-- Start SELECTION --
AWS - Part 3

Posted Mar 1, 2026

By thirtyone

10 min read

AWS - Part 3

SQS

Simple Queue Service (SQS) is a fully managed message queuing service that enables you to decouple the components of your application. SQS stores messages in a highly available and durable manner, and provides APIs for sending and receiving messages.

Unlimited throughput, unlimited number of messages in queue
low latency, 1024KB per message max
Default retention of messages - 4 - 14 days max
Can have duplicate messages
can have out of order messages
supports multiple queues

Producing Messages

sent to SQS using SDK
The message is persisted in SQS untill a consumer deletes it

Consuming Messages

Consumers can be EC2 instances, Lambda functions, or any service that supports SQS
Poll SQS for messages(receive upto 10 messages at a time)
Process the messages
Call delete API message

Security

in-flight encryption using HTTPS API
at rest encryption using KMS
client side encryption

A case where SQS might come into picture

User asks backend to do bulk compression of 1000 music files. This might cause the backend to become overloaded. SQS can be used to offload this work by queuing the requests and processing them asynchronously.

Visibility Timeout

After a message is polled by a consumer, it becomes invisible to other consumers for a configurable period of time (default 30 seconds)
This allows the consumer to process the message without interference from other consumers
If the message is not deleted within the visibility timeout, it becomes visible again and can be picked up by another consumer
Consumer can extend the visibility timeout to give itself more time to process the message

SQS - Long Polling

SQS supports long polling, where the consumer polls for messages and waits for a configurable period of time (default 20 seconds) before timing out
This reduces the number of empty polls and improves efficiency
Long polling is especially useful when the queue is expected to have few messages, as it reduces the number of API calls made by the consumer
if configured time is 20s, and the consumer finds a message at t=7, it returns immediately.
-- End SELECTION --
-- Start EXTRACTED RECORDS --
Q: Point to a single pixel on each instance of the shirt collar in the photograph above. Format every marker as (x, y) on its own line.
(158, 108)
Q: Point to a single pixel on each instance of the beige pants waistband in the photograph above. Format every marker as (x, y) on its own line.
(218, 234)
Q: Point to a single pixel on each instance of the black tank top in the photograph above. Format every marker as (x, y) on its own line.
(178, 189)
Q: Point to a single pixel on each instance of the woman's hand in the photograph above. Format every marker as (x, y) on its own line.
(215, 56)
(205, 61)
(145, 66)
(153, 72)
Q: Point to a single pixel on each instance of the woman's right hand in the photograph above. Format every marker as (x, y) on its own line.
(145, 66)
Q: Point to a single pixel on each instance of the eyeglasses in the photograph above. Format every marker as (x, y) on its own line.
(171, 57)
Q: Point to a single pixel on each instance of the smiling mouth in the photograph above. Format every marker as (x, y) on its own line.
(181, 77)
-- End EXTRACTED RECORDS --
## OBJECTIVE
Copy everything in the SQS text from "Simple Queue Service" down to "and receiving messages.", and replace "decouple" with "separate".

## OUTPUT BELOW
Simple Queue Service (SQS) is a fully managed message queuing service that enables you to separate the components of your application. SQS stores messages in a highly available and durable manner, and provides APIs for sending and receiving messages.